- Your goal
Each line of the records that holds "stone" should be shown in full.

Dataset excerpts
------------------------------------------------

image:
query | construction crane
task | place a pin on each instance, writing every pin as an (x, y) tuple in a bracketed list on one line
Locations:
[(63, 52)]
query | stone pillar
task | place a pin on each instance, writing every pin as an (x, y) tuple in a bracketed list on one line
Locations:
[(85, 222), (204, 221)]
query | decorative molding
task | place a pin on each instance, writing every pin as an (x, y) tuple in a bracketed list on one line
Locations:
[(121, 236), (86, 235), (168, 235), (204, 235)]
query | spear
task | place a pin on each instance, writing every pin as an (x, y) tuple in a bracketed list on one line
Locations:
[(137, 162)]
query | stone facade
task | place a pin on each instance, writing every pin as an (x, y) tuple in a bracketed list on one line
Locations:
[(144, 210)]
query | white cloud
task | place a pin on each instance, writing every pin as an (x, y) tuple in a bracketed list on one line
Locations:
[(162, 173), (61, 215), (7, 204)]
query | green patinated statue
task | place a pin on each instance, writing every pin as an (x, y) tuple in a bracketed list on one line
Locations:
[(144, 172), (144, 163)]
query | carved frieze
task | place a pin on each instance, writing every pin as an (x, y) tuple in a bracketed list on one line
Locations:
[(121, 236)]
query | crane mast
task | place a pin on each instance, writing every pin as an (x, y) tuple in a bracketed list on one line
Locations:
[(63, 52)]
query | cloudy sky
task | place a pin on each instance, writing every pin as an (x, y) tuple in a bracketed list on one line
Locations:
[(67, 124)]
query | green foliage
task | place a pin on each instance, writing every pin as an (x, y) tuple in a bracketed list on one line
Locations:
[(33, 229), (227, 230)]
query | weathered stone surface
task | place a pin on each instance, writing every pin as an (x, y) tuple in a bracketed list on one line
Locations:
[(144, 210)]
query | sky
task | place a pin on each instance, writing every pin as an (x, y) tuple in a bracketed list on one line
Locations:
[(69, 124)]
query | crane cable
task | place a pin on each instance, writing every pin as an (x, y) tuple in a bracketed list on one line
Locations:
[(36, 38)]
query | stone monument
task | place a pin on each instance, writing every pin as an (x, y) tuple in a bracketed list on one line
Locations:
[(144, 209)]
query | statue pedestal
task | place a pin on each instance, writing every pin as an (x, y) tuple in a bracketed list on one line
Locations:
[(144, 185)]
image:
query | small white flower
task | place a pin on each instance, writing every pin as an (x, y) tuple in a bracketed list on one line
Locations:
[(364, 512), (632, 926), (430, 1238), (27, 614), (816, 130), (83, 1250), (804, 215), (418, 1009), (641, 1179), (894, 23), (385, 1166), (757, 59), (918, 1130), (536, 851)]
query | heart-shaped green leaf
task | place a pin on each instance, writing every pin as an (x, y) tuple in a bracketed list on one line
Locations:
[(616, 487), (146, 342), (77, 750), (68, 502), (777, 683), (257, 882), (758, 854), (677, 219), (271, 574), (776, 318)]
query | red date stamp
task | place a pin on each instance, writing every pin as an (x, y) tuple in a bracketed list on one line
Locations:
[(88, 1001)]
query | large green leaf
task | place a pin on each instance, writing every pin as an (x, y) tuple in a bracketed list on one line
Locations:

------------------------------------------------

- Solution to this problem
query | stone pillar
query | stone facade
query | weathered stone surface
query | stone monument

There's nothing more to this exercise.